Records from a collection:
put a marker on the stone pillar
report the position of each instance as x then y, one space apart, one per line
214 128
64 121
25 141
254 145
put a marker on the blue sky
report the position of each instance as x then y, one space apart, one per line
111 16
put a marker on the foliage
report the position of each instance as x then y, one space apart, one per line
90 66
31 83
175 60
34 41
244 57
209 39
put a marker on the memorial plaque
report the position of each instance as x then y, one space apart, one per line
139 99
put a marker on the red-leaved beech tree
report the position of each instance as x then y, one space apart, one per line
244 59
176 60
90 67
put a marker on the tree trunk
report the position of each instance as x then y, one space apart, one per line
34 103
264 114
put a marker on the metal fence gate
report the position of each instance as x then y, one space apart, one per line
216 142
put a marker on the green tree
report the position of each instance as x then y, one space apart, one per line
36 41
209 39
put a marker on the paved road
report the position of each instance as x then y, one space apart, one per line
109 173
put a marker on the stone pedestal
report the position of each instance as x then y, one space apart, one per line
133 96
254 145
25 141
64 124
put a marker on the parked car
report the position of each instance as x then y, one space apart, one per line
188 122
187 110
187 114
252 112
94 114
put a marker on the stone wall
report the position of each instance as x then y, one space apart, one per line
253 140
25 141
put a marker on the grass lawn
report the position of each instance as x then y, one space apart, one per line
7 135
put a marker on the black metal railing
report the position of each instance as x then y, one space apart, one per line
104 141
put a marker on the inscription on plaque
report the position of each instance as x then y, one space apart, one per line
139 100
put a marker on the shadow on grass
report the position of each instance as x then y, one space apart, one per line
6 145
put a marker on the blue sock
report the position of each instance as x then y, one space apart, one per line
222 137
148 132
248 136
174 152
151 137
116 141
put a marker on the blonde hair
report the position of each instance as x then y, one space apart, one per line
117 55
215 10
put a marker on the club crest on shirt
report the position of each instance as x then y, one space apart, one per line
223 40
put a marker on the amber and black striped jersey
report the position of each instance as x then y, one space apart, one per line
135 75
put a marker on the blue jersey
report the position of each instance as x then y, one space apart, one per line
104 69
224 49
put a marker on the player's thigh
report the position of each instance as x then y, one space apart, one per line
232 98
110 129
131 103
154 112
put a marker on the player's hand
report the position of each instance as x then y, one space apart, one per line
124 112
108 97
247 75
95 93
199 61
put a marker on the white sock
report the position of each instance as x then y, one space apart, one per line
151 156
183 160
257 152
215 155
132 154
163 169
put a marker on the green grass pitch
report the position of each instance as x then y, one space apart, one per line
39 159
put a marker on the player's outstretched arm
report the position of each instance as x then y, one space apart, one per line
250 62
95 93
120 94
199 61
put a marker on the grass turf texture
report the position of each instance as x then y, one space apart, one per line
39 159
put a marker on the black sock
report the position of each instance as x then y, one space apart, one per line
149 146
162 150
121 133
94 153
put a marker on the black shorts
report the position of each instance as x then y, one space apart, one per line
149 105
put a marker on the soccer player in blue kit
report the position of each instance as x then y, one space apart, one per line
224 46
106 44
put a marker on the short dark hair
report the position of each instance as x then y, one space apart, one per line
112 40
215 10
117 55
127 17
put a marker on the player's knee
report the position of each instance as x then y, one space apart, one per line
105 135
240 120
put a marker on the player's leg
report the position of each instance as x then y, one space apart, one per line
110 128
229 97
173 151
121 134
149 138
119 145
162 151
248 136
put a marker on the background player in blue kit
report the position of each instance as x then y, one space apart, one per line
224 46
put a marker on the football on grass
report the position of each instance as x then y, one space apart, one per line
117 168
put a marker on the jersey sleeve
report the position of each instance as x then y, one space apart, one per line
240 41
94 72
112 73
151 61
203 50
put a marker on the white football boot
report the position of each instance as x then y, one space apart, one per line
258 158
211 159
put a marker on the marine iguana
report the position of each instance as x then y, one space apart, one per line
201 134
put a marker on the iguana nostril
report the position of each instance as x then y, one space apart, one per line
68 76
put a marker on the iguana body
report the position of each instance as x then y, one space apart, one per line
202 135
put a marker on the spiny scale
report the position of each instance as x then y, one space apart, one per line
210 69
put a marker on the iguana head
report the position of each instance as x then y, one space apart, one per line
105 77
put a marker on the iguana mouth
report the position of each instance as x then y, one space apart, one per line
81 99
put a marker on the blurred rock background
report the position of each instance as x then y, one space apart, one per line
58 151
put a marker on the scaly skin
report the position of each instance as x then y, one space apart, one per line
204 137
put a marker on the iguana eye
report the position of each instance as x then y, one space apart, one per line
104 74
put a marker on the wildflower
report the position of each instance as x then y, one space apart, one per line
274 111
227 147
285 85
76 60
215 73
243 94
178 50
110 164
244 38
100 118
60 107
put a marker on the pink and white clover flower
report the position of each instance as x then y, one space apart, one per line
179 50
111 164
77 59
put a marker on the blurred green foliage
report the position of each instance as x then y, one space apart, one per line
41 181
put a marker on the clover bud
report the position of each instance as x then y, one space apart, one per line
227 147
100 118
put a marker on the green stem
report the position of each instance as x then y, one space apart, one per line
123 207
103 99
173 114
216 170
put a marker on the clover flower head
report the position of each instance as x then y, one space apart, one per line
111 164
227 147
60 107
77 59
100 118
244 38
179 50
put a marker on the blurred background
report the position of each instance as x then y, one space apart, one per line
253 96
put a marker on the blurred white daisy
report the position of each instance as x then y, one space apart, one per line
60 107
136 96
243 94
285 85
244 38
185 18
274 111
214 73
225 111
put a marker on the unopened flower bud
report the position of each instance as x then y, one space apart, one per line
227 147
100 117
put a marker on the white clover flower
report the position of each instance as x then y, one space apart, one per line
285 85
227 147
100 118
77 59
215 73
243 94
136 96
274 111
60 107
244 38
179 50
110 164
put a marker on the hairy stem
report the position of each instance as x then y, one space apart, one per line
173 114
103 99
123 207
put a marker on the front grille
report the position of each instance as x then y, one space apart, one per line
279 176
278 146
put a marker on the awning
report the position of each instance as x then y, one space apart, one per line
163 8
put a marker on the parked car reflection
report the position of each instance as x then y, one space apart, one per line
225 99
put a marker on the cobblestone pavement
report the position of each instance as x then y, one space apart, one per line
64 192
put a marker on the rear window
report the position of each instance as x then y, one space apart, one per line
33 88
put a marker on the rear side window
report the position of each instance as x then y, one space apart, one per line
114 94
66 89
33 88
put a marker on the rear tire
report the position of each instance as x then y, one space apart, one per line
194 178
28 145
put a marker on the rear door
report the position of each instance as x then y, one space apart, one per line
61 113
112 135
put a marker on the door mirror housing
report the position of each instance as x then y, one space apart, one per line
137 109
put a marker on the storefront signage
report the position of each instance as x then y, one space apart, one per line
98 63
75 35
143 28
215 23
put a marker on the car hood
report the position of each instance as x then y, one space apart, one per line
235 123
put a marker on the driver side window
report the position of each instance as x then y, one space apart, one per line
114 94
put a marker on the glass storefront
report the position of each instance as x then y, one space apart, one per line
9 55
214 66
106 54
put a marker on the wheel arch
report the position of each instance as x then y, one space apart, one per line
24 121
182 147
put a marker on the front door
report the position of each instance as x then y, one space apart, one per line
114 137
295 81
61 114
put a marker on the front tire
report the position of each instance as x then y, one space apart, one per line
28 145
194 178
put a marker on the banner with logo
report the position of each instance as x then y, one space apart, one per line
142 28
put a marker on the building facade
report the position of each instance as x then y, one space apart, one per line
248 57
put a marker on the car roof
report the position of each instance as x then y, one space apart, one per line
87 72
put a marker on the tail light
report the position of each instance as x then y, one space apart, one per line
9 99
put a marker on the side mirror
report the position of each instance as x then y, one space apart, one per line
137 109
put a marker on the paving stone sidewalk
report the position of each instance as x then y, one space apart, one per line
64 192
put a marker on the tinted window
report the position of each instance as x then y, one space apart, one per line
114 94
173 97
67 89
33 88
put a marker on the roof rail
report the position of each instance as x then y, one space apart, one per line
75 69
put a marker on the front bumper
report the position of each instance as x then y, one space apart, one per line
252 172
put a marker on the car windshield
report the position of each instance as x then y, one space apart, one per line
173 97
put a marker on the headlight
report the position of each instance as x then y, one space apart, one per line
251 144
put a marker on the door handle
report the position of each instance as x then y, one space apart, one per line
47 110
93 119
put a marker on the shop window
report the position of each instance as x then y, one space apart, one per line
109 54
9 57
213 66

> _WORK INSTRUCTIONS_: Copy the lines of the data above exactly as written, beginning with the line containing "put a marker on the background" and ending with the line containing "put a marker on the iguana nostril", and leave out all other lines.

> _ANSWER TO THE EXERCISE_:
put a marker on the background player in blue kit
report the position of each instance as x then y, one space apart, one per line
224 46
put a marker on the football on grass
report the position of each instance as x then y, one space apart, one per line
117 168
put a marker on the jersey sleeve
report the position of each instance as x then y, one space apart, one per line
240 41
94 72
112 73
151 61
203 50
put a marker on the white football boot
report the position of each instance as x then y, one space apart, one per line
258 158
211 159
put a marker on the marine iguana
report the position of each instance as x then y, one space apart, one per line
201 134
put a marker on the iguana nostril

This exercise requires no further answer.